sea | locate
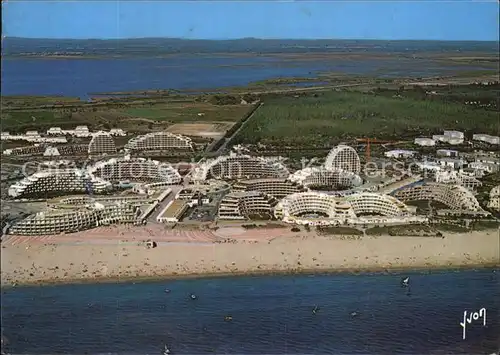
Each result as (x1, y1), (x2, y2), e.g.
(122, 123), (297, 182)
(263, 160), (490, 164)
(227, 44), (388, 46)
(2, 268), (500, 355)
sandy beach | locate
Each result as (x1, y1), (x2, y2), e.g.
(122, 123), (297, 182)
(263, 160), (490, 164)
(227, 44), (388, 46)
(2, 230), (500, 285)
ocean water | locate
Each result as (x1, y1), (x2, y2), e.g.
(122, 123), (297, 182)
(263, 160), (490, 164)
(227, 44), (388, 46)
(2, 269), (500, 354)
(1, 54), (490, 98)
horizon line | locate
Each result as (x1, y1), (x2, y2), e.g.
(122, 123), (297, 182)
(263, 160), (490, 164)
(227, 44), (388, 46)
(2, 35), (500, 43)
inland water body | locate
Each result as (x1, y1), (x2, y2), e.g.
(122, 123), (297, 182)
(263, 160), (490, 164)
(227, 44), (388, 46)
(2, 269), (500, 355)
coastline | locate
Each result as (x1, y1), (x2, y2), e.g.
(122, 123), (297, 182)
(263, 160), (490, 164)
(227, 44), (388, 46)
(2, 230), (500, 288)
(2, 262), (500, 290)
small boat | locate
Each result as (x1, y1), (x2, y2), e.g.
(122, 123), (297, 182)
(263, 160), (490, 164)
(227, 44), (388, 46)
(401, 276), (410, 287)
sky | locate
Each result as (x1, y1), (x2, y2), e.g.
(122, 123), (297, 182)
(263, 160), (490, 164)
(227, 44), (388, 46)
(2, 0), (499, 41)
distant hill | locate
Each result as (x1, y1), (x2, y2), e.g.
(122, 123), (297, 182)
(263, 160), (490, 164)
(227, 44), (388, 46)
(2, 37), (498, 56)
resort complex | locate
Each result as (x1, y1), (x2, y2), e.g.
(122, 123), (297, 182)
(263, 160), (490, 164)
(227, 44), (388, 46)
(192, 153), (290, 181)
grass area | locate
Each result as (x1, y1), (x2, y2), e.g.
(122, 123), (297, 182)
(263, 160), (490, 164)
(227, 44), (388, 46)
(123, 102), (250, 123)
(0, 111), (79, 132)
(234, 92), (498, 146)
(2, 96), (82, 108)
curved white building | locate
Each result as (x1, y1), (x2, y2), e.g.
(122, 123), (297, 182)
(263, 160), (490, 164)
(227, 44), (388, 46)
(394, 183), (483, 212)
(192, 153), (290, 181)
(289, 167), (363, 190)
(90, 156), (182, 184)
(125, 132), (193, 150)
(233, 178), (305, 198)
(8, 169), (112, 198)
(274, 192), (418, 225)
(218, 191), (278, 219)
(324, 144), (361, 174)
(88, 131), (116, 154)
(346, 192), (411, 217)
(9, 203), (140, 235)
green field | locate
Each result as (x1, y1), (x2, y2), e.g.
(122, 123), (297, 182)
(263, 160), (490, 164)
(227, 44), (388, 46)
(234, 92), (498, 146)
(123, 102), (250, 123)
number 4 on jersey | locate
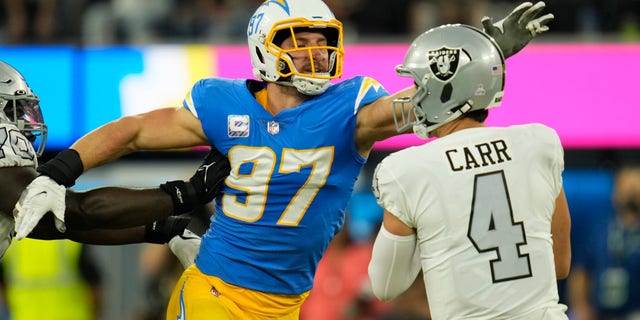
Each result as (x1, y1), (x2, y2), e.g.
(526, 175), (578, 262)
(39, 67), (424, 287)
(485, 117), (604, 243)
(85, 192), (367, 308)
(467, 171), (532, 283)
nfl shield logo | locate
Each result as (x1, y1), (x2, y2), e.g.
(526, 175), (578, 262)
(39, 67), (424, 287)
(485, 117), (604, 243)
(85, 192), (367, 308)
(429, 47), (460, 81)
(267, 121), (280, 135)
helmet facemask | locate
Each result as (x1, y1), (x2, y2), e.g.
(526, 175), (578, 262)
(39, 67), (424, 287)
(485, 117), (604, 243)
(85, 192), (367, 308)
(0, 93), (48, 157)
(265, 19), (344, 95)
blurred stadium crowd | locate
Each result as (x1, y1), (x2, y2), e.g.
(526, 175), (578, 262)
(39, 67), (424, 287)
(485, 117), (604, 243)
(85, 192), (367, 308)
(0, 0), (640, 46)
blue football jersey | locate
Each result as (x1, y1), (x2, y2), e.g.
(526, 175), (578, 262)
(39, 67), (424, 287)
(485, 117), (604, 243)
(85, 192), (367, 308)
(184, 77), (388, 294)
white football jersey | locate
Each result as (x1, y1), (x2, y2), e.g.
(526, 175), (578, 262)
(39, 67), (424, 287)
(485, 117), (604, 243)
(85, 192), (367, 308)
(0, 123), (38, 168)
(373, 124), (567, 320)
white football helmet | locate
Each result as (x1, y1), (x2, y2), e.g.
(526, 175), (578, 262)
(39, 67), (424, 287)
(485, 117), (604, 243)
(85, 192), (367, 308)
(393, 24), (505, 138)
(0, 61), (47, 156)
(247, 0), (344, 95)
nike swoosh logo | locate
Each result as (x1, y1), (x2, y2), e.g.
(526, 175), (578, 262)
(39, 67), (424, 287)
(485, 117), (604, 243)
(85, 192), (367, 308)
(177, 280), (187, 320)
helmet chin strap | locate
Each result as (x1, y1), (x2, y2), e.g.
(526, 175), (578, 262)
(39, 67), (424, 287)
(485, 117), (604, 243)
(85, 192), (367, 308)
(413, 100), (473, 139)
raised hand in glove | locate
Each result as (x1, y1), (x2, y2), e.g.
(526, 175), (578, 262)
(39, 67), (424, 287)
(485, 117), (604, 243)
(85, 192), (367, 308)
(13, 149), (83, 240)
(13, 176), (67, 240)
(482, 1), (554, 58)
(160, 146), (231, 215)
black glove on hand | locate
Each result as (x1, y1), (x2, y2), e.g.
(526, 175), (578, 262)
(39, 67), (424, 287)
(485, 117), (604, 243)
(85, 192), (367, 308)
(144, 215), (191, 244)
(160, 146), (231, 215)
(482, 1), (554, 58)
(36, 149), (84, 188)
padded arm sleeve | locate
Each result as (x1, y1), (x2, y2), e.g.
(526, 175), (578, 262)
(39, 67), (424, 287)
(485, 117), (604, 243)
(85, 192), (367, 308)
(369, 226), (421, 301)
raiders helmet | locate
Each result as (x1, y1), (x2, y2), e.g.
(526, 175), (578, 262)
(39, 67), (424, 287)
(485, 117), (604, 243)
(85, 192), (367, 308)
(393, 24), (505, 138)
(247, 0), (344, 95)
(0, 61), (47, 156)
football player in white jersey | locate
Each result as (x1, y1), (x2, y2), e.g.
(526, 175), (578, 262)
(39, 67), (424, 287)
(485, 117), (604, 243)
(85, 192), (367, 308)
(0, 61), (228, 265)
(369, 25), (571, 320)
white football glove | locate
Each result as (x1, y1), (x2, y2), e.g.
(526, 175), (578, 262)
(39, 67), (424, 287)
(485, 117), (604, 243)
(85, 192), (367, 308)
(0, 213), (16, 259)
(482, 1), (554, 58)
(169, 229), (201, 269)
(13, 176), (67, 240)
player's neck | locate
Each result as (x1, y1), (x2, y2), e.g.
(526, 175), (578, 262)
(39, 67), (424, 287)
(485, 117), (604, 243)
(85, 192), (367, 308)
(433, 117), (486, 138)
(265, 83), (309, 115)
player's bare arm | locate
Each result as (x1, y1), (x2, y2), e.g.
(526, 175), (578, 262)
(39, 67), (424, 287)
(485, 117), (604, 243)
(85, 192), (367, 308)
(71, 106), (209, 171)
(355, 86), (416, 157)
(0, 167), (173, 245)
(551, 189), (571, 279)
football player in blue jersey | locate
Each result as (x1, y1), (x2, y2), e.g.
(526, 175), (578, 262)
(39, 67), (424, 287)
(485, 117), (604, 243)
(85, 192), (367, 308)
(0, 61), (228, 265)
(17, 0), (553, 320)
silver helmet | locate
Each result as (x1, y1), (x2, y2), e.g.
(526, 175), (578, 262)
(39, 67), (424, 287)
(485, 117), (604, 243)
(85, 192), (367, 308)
----------------------------------------
What the task asks: Return all of the material above word for word, leaving out the pictures.

Task response:
sea | locate
Each result as (x1, y1), (x2, y2), e.g.
(122, 123), (297, 182)
(263, 160), (490, 164)
(227, 44), (388, 46)
(2, 268), (500, 355)
sandy beach | locate
Each result as (x1, y1), (x2, y2), e.g.
(122, 123), (297, 182)
(263, 160), (490, 164)
(227, 44), (388, 46)
(2, 230), (500, 285)
ocean water | locate
Each result as (x1, y1), (x2, y2), e.g.
(122, 123), (297, 182)
(263, 160), (490, 164)
(227, 44), (388, 46)
(2, 269), (500, 354)
(1, 54), (490, 98)
horizon line | locate
Each result as (x1, y1), (x2, y2), e.g.
(122, 123), (297, 182)
(263, 160), (490, 164)
(227, 44), (388, 46)
(2, 35), (500, 43)
inland water body | locate
Each result as (x1, y1), (x2, y2), e.g.
(122, 123), (297, 182)
(263, 160), (490, 164)
(227, 44), (388, 46)
(2, 269), (500, 355)
coastline | locate
Each result as (x1, y1), (x2, y2), e.g.
(122, 123), (297, 182)
(263, 160), (490, 164)
(227, 44), (388, 46)
(2, 230), (500, 288)
(2, 262), (500, 290)
small boat | locate
Each result as (x1, y1), (x2, y2), e.g.
(122, 123), (297, 182)
(263, 160), (490, 164)
(227, 44), (388, 46)
(401, 276), (410, 287)
sky | locate
Each result as (x1, y1), (x2, y2), e.g.
(122, 123), (297, 182)
(263, 160), (490, 164)
(227, 44), (388, 46)
(2, 0), (499, 41)
distant hill | locate
Each result as (x1, y1), (x2, y2), e.g.
(122, 123), (297, 182)
(263, 160), (490, 164)
(227, 44), (388, 46)
(2, 37), (498, 56)
resort complex | locate
Each result as (x1, y1), (x2, y2), e.g.
(122, 123), (297, 182)
(263, 160), (490, 164)
(227, 44), (388, 46)
(192, 153), (290, 181)
grass area | locate
Each result as (x1, y1), (x2, y2), e.g.
(122, 123), (297, 182)
(263, 160), (490, 164)
(227, 44), (388, 46)
(123, 102), (250, 123)
(0, 111), (79, 132)
(234, 92), (498, 146)
(2, 96), (82, 108)
curved white building | locate
Each result as (x1, y1), (x2, y2), e.g.
(122, 123), (297, 182)
(263, 160), (490, 164)
(227, 44), (388, 46)
(394, 183), (483, 212)
(192, 153), (290, 181)
(289, 167), (363, 190)
(90, 156), (182, 184)
(125, 132), (193, 150)
(233, 178), (305, 198)
(8, 169), (112, 198)
(274, 192), (418, 225)
(218, 191), (278, 219)
(324, 144), (361, 174)
(88, 131), (116, 154)
(346, 192), (411, 217)
(9, 203), (140, 235)
green field | locate
Each result as (x1, y1), (x2, y2), e.g.
(122, 123), (297, 182)
(263, 160), (490, 164)
(227, 44), (388, 46)
(234, 92), (498, 146)
(123, 102), (250, 123)
number 4 on jersey | locate
Each result as (x1, y1), (x2, y2), e.g.
(526, 175), (578, 262)
(39, 67), (424, 287)
(485, 117), (604, 243)
(85, 192), (367, 308)
(467, 171), (532, 283)
nfl shield logo | locate
Each result as (x1, y1), (x2, y2), e.g.
(526, 175), (578, 262)
(39, 67), (424, 287)
(485, 117), (604, 243)
(85, 192), (367, 308)
(429, 47), (460, 81)
(267, 121), (280, 135)
helmet facemask | locate
Each result as (x1, y1), (x2, y2), e.g.
(526, 175), (578, 262)
(39, 67), (424, 287)
(485, 117), (604, 243)
(85, 192), (367, 308)
(0, 93), (48, 157)
(265, 19), (344, 95)
blurred stadium crowd | locate
Each result as (x1, y1), (x2, y2), e.g.
(526, 175), (578, 262)
(39, 67), (424, 287)
(485, 117), (604, 243)
(85, 192), (367, 308)
(0, 0), (640, 46)
blue football jersey | locate
Each result as (x1, y1), (x2, y2), e.g.
(526, 175), (578, 262)
(39, 67), (424, 287)
(485, 117), (604, 243)
(85, 192), (367, 308)
(184, 77), (388, 294)
white football jersey | locate
Each result as (x1, y1), (x2, y2), e.g.
(526, 175), (578, 262)
(39, 67), (424, 287)
(485, 117), (604, 243)
(85, 192), (367, 308)
(0, 123), (38, 168)
(373, 124), (567, 320)
white football helmet | locate
Each result as (x1, y1), (x2, y2), e.g.
(526, 175), (578, 262)
(39, 67), (424, 287)
(485, 117), (604, 243)
(85, 192), (367, 308)
(393, 24), (505, 138)
(0, 61), (47, 156)
(247, 0), (344, 95)
nike swoosh logo | locate
Each result as (x1, y1), (x2, y2), e.g.
(526, 175), (578, 262)
(39, 67), (424, 287)
(485, 117), (604, 243)
(85, 192), (367, 308)
(177, 280), (187, 320)
helmet chin strap | locate
Each result as (x1, y1), (x2, y2), e.g.
(526, 175), (578, 262)
(39, 67), (424, 287)
(485, 117), (604, 243)
(85, 192), (367, 308)
(413, 100), (473, 139)
raised hand in glove | locate
Each result as (x1, y1), (x2, y2), e.g.
(526, 175), (578, 262)
(39, 67), (424, 287)
(485, 117), (604, 243)
(85, 192), (367, 308)
(13, 149), (83, 240)
(13, 176), (67, 240)
(482, 1), (554, 58)
(160, 146), (231, 215)
black glove on hand | locate
Each result as (x1, y1), (x2, y2), e.g.
(526, 175), (578, 262)
(39, 67), (424, 287)
(485, 117), (604, 243)
(85, 192), (367, 308)
(144, 215), (191, 244)
(160, 146), (231, 215)
(482, 1), (554, 58)
(36, 149), (84, 188)
padded arm sleeve | locate
Each result as (x1, y1), (x2, y2), e.g.
(526, 175), (578, 262)
(39, 67), (424, 287)
(485, 117), (604, 243)
(85, 192), (367, 308)
(369, 226), (421, 301)
raiders helmet | locate
Each result as (x1, y1), (x2, y2), e.g.
(526, 175), (578, 262)
(39, 67), (424, 287)
(485, 117), (604, 243)
(85, 192), (367, 308)
(393, 24), (505, 138)
(247, 0), (344, 95)
(0, 61), (47, 156)
football player in white jersey | locate
Each result as (x1, y1), (x2, y2), e.g.
(526, 175), (578, 262)
(39, 67), (424, 287)
(485, 117), (604, 243)
(85, 192), (367, 308)
(0, 61), (228, 265)
(369, 25), (571, 320)
white football glove | locate
Each result as (x1, y1), (x2, y2), e.g.
(526, 175), (578, 262)
(39, 67), (424, 287)
(485, 117), (604, 243)
(85, 192), (367, 308)
(0, 213), (16, 259)
(482, 1), (554, 58)
(169, 229), (201, 269)
(13, 176), (67, 240)
player's neck | locate
Each result as (x1, y1), (x2, y2), e.g.
(526, 175), (578, 262)
(39, 67), (424, 287)
(485, 117), (604, 243)
(85, 192), (367, 308)
(433, 117), (486, 138)
(265, 83), (309, 115)
player's bare arm | locate
Each result as (x1, y1), (x2, y2), e.g.
(526, 175), (578, 262)
(39, 67), (424, 287)
(485, 117), (604, 243)
(85, 192), (367, 308)
(71, 106), (209, 171)
(355, 86), (416, 157)
(0, 167), (173, 245)
(551, 189), (571, 279)
football player in blue jersey | locate
Each result as (x1, y1), (x2, y2), e.g.
(526, 175), (578, 262)
(39, 67), (424, 287)
(485, 117), (604, 243)
(85, 192), (367, 308)
(0, 61), (228, 265)
(17, 0), (553, 320)
silver helmet | locate
Each result as (x1, y1), (x2, y2), e.g.
(526, 175), (578, 262)
(39, 67), (424, 287)
(485, 117), (604, 243)
(85, 192), (367, 308)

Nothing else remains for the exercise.